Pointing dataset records
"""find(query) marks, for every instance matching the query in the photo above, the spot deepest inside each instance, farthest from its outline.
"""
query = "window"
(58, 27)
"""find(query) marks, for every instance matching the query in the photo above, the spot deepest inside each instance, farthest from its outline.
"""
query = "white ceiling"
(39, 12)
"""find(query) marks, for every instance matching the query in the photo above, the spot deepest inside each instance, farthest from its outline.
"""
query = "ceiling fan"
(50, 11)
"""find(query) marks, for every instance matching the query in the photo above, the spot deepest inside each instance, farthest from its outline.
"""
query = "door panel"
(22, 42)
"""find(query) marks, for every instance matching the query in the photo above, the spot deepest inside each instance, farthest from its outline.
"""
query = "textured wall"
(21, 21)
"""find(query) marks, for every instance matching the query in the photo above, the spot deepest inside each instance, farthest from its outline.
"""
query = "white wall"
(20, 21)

(YOUR TASK):
Please copy every one of the items above word for word, keeping each line unchanged.

(FULL ANSWER):
"""find(query) marks, for every instance matching the query in the photo above, the spot deepest inside each instance, farthest from its outline.
"""
query = "window"
(58, 27)
"""find(query) marks, for every instance matching the query in the photo above, the spot deepest inside each instance, farthest from its outline.
"""
query = "white ceiling"
(39, 12)
"""find(query) marks, for every instance matching the query in the photo above, the spot deepest inside each instance, farthest from its outline.
"""
query = "ceiling fan"
(50, 11)
"""find(query) marks, for every instance matching the query in the photo above, the spot deepest inside each instance, farthest from its outline.
"""
query = "door panel"
(22, 42)
"""find(query) marks, for every instance matching the query in the photo above, the spot deepest inside each instance, farthest from its outline.
"""
query = "textured wall"
(21, 21)
"""find(query) marks, for every instance matching the query in the photo above, the spot deepest inside each instance, farthest from its outline.
"""
query = "white wall"
(20, 21)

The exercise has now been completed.